BEGIN RECORDS FOR THE TASK
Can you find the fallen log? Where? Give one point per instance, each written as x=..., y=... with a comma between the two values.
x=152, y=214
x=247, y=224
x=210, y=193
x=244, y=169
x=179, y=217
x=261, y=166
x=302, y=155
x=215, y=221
END RECORDS FOR THE TASK
Rewrite the records above with "fallen log" replaced by "fallen tree" and everything else left as it is.

#### REPLY
Can you find the fallen tree? Where? Give one point per instance, each written as x=..., y=... with a comma between the two values.
x=152, y=214
x=247, y=224
x=210, y=193
x=244, y=169
x=179, y=217
x=261, y=166
x=302, y=155
x=215, y=221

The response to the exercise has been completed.